## Excerpt

= Beginning of Section =

By Mar-Vic Cagurangan
The omicron variant, whose long suspected presence on Guam has finally been confirmed, may be more highly transmissible and can evade immune protection but its threat is less severe than the delta variant, officials said Thursday.
Officials noted that despite the alarming number of new positive cases, hospital admissions have been disproportionately low.
"Omicron also appears to be mild, especially for the vaccinated and boosted," Gov. Lou Leon Guerrero said in a video message.
"The trends tell us that omicron burns fast and burns differently from delta. Although these rising case numbers may look like an uphill battle, like I have said, we are prepared and we will continue to stay the course," the governor added.
Since the holiday season, Covid-19 cases on Guam have gone from single-digit to triple-digit daily test results. The Department of Public Health and Social Services reported 729 new Covid cases from 2,785 specimens analyzed on Jan. 19. The highest count, 815, was recorded on Wednesday. Hospitalizations have been relatively low at 27 as of Thursday.
"We are seeing that the percentage of cases causing severe illness is much lower than it was with the delta variant. And vaccines, particularly after a booster shot, remain extremely effective in preventing hospitalization and death," the governor said.
She noted that in the pre-vaccination period, Guam's worst days saw Covid hospitalizations exceed 100 with dozens admitted to the ICU, needing a ventilator to breathe. "At times, we mourned multiple deaths a day. With omicron, that is not the case," she added.
While public health officials thought the coronavirus pandemic would have ended last year, Dr. Annette David, chair of the State Epidemiological Outcomes Work Group, said new data quashed such hope.
“In terms of setting expectations, we definitely expect more cases as the days go on,” David said at a media briefing earlier in the day. “We are in the phase where the virus is ubiquitous.”

= End of Section =

## Entries provided

= Beginning of Section =

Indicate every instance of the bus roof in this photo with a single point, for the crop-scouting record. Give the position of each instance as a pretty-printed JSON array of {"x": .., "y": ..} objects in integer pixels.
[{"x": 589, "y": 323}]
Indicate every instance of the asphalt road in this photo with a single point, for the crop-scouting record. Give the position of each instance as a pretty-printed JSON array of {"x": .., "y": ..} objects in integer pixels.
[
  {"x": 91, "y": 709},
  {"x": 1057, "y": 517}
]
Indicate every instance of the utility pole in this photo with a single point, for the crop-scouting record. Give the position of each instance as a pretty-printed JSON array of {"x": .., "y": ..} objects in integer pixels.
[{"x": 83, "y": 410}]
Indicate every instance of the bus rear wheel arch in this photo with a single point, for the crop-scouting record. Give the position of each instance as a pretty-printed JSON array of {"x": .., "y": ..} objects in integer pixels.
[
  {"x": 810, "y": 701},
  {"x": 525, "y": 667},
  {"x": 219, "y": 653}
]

= End of Section =

## Action item A
In the article on omicron on Guam, what was the highest daily count of new Covid-19 cases, and on which day was it recorded?
## Action item B
Pick up the article on omicron on Guam after its final paragraph and continue writing it.

## Expected answer A
The highest count was 815, recorded on Wednesday.

## Expected answer B
The raging numbers of Covid-19 positive cases flashed a continuing warning for Guam, she said: “It ain’t over until it’s over.”
Although vaccination may not guarantee full immunity from Covid infections, officials maintain it is a mitigating factor.
“We are seeing a relatively low rate of hospitalizations because we have a high rate of vaccination,” David said.
Keeping hospitalizations in check has been the Public Health sector's “only goal," said Fernando Esteves, DPHSS’s incident commander of Covid response.
Esteves said the public health department has always sought to avoid stressing the island's limited health care infrastructure. "Our focus is to make sure that our hospitals don't collapse," he added.
Esteves said this strategy also applies to the coronavirus testing procedure. In order to maximize the use of limited resources, the public health department seeks to prioritize testing of individuals who are experiencing Covid-19 symptoms, Esteves said.
Delta variant "is more deadly" than omicron, said Dr. Robert Leon Guerrero, chief medical officer at the Department of Public Health and Social Services.
Nevertheless, Leon Guerrero noted that while Guam may be seeing soaring numbers of Covid cases, the situation on island is not as bad as it is in other U.S. jurisdictions, where hospitals are overflowing with coronavirus-infected patients.